━━ Exercise inputs ━━

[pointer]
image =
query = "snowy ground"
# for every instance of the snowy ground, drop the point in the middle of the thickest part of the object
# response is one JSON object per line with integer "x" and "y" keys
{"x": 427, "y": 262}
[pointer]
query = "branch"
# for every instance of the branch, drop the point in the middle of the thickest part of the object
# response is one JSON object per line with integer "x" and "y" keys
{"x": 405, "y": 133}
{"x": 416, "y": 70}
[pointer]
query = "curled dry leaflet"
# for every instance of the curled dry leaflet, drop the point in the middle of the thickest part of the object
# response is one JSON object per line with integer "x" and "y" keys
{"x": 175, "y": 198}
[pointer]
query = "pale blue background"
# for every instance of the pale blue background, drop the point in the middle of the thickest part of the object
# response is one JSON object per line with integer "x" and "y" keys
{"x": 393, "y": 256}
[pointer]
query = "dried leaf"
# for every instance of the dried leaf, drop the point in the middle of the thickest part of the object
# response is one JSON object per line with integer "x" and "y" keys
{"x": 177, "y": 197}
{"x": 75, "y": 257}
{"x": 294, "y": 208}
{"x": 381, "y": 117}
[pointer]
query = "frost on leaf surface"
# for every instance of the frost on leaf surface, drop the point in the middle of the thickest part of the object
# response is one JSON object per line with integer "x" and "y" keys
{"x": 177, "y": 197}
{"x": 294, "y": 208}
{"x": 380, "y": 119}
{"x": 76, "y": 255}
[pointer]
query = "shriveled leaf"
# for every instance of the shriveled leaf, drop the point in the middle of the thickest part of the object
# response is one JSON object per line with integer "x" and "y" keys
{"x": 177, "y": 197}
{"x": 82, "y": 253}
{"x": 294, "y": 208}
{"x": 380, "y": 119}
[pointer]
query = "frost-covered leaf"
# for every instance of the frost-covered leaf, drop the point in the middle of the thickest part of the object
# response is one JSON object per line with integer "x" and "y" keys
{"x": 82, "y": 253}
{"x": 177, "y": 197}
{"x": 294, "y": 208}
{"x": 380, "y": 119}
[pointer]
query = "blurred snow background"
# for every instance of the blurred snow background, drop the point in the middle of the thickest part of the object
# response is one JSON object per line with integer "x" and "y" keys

━━━

# To be done
Retype each record exactly, leaving nothing out.

# Exercise result
[pointer]
image =
query = "snowy ground"
# for every instance of the snowy ground, drop the point in the middle of the thickest part of the object
# response is one JSON object per line with integer "x" and "y" keys
{"x": 427, "y": 262}
[pointer]
query = "branch"
# for every instance of the branch, drop the point in the middle of the thickest part of the object
# response is one JSON object per line with integer "x" and "y" keys
{"x": 405, "y": 133}
{"x": 416, "y": 70}
[pointer]
query = "curled dry leaflet"
# for every instance of the curled dry leaflet, drop the point in the middle of the thickest part of the object
# response is one JSON object per line with integer "x" and "y" keys
{"x": 175, "y": 198}
[pointer]
query = "pale blue background"
# for every instance of the pale blue background, drop the point in the middle of the thickest part of the object
# response is one JSON object per line with integer "x" and "y" keys
{"x": 393, "y": 256}
[pointer]
query = "dried leaf"
# for every instance of the dried leaf, drop the point in the middle of the thickest part of the object
# response is one JSON object per line with integer "x" and "y" keys
{"x": 177, "y": 197}
{"x": 75, "y": 257}
{"x": 294, "y": 208}
{"x": 381, "y": 117}
[pointer]
query = "frost on leaf surface"
# for every instance of the frost on leaf surface, drop the point in the middle of the thickest part of the object
# response is one JSON object per line with integer "x" and "y" keys
{"x": 177, "y": 197}
{"x": 294, "y": 208}
{"x": 380, "y": 119}
{"x": 76, "y": 255}
[pointer]
query = "shriveled leaf"
# for every instance of the shriveled leaf, drop the point in the middle of the thickest part of the object
# response is one JSON object per line with integer "x" and "y" keys
{"x": 177, "y": 197}
{"x": 82, "y": 253}
{"x": 294, "y": 208}
{"x": 380, "y": 119}
[pointer]
query = "frost-covered leaf"
# for every instance of the frost-covered leaf, drop the point in the middle of the thickest part of the object
# response is one JSON object per line with integer "x" and "y" keys
{"x": 82, "y": 253}
{"x": 177, "y": 197}
{"x": 294, "y": 208}
{"x": 380, "y": 119}
[pointer]
query = "blurred snow background"
# for every instance of the blurred snow background, drop the point in the middle of the thickest part of the object
# response is one JSON object per line with integer "x" and "y" keys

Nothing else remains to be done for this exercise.